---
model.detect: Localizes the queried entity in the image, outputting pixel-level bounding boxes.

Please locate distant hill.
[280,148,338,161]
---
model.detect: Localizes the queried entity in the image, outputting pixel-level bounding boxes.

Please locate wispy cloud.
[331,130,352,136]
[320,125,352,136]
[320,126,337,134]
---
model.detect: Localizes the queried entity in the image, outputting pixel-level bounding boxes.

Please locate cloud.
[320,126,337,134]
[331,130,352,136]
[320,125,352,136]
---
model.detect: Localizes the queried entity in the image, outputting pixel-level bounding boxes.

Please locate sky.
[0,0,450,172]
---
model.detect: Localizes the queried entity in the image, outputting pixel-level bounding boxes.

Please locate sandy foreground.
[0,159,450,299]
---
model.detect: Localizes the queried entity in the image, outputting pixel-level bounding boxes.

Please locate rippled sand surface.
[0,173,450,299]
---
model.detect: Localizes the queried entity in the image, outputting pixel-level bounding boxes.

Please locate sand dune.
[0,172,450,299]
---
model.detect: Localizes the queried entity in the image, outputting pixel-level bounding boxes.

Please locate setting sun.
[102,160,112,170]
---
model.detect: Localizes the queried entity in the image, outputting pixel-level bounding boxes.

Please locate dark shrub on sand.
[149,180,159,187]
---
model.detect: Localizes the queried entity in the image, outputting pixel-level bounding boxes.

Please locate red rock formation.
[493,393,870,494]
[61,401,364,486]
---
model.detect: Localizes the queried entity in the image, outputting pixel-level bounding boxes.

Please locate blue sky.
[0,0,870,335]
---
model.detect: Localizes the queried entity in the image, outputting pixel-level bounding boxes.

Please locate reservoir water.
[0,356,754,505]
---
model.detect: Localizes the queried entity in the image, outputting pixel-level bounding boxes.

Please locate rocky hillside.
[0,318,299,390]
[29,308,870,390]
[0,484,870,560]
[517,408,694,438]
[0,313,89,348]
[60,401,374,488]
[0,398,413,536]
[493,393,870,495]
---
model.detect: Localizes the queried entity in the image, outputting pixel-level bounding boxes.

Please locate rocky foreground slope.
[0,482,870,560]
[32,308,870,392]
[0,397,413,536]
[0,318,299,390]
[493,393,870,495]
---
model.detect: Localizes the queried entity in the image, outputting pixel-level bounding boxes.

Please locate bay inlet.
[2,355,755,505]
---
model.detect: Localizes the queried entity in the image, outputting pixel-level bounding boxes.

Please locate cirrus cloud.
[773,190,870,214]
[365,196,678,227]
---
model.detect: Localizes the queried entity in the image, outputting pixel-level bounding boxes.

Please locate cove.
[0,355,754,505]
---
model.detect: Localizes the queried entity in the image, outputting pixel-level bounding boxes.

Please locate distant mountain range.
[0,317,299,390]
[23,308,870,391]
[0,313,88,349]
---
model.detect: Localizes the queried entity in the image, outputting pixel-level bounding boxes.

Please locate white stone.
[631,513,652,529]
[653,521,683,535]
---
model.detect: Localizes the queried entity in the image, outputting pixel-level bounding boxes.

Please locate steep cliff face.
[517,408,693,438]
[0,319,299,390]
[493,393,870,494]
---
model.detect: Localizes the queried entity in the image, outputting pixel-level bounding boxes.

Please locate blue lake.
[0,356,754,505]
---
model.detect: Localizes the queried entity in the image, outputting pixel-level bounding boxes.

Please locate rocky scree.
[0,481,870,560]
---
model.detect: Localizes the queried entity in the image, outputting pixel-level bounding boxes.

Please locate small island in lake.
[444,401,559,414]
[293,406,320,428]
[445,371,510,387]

_ _ _

▶ [Exercise] Rewrite the rows from their first line through the line containing "[280,148,338,161]", both ends included and requests kept, scaling every bounding-box coordinate in the answers by 1.6 and rounding each to a whole number, with halves going up. Return only those lines.

▶ [Exercise output]
---
model.detect: Localizes the queried entity in the image, outputting pixel-level bounding boxes.

Please locate distant hill.
[448,237,541,258]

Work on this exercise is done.